[Records from a dataset]
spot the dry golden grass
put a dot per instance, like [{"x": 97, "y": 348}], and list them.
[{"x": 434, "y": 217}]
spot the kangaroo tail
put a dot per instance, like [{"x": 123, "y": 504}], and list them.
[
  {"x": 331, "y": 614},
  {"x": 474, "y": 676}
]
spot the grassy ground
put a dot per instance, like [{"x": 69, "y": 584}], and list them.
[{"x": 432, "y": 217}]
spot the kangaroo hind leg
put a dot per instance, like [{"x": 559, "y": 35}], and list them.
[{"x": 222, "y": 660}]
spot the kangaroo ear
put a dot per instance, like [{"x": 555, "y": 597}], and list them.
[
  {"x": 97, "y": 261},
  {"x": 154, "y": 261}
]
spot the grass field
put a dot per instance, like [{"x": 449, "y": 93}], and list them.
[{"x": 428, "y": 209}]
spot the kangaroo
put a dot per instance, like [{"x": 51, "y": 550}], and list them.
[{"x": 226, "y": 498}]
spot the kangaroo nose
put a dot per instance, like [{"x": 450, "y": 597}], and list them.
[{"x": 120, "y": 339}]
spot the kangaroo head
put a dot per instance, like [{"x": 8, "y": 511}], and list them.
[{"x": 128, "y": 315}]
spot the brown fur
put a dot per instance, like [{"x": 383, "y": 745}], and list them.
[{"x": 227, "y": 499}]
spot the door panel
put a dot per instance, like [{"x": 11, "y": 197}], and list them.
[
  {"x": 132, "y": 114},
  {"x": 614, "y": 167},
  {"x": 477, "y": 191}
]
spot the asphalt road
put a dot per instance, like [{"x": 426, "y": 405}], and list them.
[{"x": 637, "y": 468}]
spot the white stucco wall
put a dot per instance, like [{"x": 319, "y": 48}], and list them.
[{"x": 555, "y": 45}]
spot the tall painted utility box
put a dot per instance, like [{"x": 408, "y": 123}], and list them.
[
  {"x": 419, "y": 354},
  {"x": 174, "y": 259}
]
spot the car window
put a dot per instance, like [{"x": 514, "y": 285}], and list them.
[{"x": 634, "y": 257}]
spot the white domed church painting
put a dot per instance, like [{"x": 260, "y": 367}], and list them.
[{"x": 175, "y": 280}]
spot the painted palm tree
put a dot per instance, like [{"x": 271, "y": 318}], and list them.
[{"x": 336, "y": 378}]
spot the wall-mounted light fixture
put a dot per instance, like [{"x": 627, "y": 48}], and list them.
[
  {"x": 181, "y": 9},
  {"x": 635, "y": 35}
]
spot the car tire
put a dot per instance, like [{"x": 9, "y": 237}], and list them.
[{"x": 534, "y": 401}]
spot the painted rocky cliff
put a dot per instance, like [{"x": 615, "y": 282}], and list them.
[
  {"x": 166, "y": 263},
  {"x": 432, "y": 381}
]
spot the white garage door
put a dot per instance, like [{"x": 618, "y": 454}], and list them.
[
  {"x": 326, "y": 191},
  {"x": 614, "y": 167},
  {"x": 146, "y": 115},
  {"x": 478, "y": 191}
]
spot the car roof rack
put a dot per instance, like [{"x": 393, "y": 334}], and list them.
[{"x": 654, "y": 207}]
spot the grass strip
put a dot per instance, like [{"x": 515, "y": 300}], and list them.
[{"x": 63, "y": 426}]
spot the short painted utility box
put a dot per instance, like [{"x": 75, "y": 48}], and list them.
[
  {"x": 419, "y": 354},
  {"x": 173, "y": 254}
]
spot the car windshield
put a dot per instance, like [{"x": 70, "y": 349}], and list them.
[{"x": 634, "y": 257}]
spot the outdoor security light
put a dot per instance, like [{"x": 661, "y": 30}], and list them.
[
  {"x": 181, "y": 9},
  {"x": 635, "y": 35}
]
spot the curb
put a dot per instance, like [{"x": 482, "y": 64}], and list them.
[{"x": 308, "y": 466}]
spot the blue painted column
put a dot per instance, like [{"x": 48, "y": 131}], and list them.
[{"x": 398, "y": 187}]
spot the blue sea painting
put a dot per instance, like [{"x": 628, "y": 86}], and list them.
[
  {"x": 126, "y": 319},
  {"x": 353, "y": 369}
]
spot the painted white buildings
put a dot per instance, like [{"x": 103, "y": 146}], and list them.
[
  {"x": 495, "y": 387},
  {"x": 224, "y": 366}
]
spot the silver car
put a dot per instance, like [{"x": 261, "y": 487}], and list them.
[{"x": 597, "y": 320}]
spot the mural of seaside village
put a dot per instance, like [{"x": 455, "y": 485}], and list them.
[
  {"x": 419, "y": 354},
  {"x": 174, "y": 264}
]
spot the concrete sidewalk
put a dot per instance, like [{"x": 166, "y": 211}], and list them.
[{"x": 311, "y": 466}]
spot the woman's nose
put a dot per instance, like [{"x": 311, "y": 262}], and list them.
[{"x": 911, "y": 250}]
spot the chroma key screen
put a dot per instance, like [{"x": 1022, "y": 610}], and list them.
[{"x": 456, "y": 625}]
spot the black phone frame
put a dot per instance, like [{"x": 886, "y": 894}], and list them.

THE PROBLEM: Render all of the rows above as a numbered list, omitting any blank lines.

WORKED ANSWER:
1. spot the dry golden grass
2. put a dot per instance, like [{"x": 97, "y": 348}], and list them.
3. [{"x": 434, "y": 217}]
4. spot the kangaroo tail
5. put a dot per instance, like [{"x": 123, "y": 504}], and list them.
6. [
7.   {"x": 331, "y": 614},
8.   {"x": 474, "y": 676}
9. ]
10. spot the grassy ground
11. put a dot per instance, like [{"x": 69, "y": 584}], and list them.
12. [{"x": 432, "y": 217}]
13. spot the kangaroo hind leg
14. put a dot per instance, like [{"x": 559, "y": 35}], and list them.
15. [{"x": 222, "y": 660}]
16. spot the kangaroo ear
17. put a dot per instance, like [{"x": 555, "y": 597}], and list them.
18. [
19.   {"x": 97, "y": 261},
20.   {"x": 154, "y": 261}
21. ]
22. spot the grass field
23. put a dot per instance, like [{"x": 449, "y": 93}], and list them.
24. [{"x": 428, "y": 209}]
25. spot the kangaroo
26. put a dot per instance, like [{"x": 51, "y": 550}], and list them.
27. [{"x": 226, "y": 498}]
28. spot the kangaroo nose
29. put a dot per instance, like [{"x": 450, "y": 597}], and list them.
30. [{"x": 120, "y": 339}]
31. spot the kangaroo head
32. put a dot per instance, like [{"x": 8, "y": 511}], and list them.
33. [{"x": 128, "y": 315}]
34. spot the brown fur
35. put a dot per instance, like [{"x": 383, "y": 745}], and list them.
36. [{"x": 227, "y": 499}]
37. spot the door panel
38. put a dot per instance, like [{"x": 11, "y": 197}], and list them.
39. [
40.   {"x": 132, "y": 114},
41.   {"x": 614, "y": 167},
42.   {"x": 477, "y": 191}
43. ]
44. spot the asphalt road
45. put a dot per instance, like [{"x": 426, "y": 405}], and list them.
46. [{"x": 637, "y": 468}]
47. spot the white stucco wall
48. put a dot per instance, like [{"x": 319, "y": 48}], and list them.
49. [{"x": 555, "y": 45}]
50. spot the tall painted utility box
51. put a dot per instance, like [{"x": 408, "y": 123}], and list them.
52. [
53.   {"x": 419, "y": 354},
54.   {"x": 174, "y": 259}
55. ]
56. spot the car window
57. put a dot per instance, like [{"x": 514, "y": 285}], and list them.
58. [{"x": 634, "y": 257}]
59. spot the white domed church painting
60. put a dot per instance, like [{"x": 260, "y": 367}], and list them.
61. [{"x": 175, "y": 280}]
62. spot the painted palm tree
63. put a dot per instance, like [{"x": 271, "y": 318}], and list them.
64. [{"x": 336, "y": 378}]
65. spot the wall-mounted light fixture
66. put a dot per instance, like [{"x": 627, "y": 48}], and list them.
67. [
68.   {"x": 181, "y": 9},
69.   {"x": 635, "y": 35}
70. ]
71. spot the car tire
72. put a dot per instance, like [{"x": 9, "y": 237}], and list them.
73. [{"x": 534, "y": 401}]
74. spot the painted rocky cliff
75. put a dot per instance, like [{"x": 615, "y": 282}], and list them.
76. [
77.   {"x": 166, "y": 263},
78.   {"x": 432, "y": 381}
79. ]
80. spot the white garage door
81. put a dot per instance, like [{"x": 618, "y": 454}], and list them.
82. [
83.   {"x": 326, "y": 191},
84.   {"x": 614, "y": 167},
85.   {"x": 146, "y": 115},
86.   {"x": 478, "y": 191}
87. ]
88. spot the car roof rack
89. put a dot per instance, like [{"x": 393, "y": 334}], and list them.
90. [{"x": 654, "y": 207}]
91. spot the grass strip
92. put a dot per instance, like [{"x": 515, "y": 300}], and list them.
93. [{"x": 63, "y": 426}]
94. spot the short painted utility box
95. put a dot per instance, like [{"x": 75, "y": 48}], and list them.
96. [
97.   {"x": 419, "y": 354},
98.   {"x": 173, "y": 254}
99. ]
100. spot the car windshield
101. put a dot per instance, like [{"x": 70, "y": 349}], and list them.
102. [{"x": 634, "y": 257}]
103. spot the outdoor security light
104. put a dot per instance, like [{"x": 661, "y": 30}], and list them.
105. [
106.   {"x": 181, "y": 9},
107.   {"x": 635, "y": 35}
108. ]
109. spot the curb
110. put a dot per instance, like [{"x": 482, "y": 64}], and list them.
111. [{"x": 308, "y": 466}]
112. spot the blue painted column
113. put a dot per instance, like [{"x": 48, "y": 131}], and list them.
114. [{"x": 398, "y": 187}]
115. spot the blue sea painting
116. put a dot per instance, like [{"x": 628, "y": 86}], and list them.
117. [
118.   {"x": 126, "y": 319},
119.   {"x": 353, "y": 369}
120. ]
121. spot the painted white buildings
122. put a dot per instance, like [{"x": 103, "y": 146}], and list them.
123. [
124.   {"x": 495, "y": 387},
125.   {"x": 224, "y": 366}
126. ]
127. spot the silver car
128. put a dot per instance, like [{"x": 261, "y": 487}], and list them.
129. [{"x": 597, "y": 320}]
130. spot the mural of seaside village
131. put a dot per instance, like [{"x": 455, "y": 485}], and list them.
132. [
133.   {"x": 419, "y": 354},
134.   {"x": 174, "y": 264}
135. ]
136. spot the concrete sidewalk
137. put a dot per instance, like [{"x": 166, "y": 211}], and list them.
138. [{"x": 311, "y": 466}]
139. spot the woman's nose
140. put a dot per instance, like [{"x": 311, "y": 262}], and list them.
141. [{"x": 911, "y": 250}]
142. spot the chroma key screen
143. put a dot per instance, like [{"x": 1022, "y": 610}], and list them.
144. [{"x": 456, "y": 625}]
145. spot the black phone frame
146. put a dot per instance, like [{"x": 886, "y": 894}], and list them.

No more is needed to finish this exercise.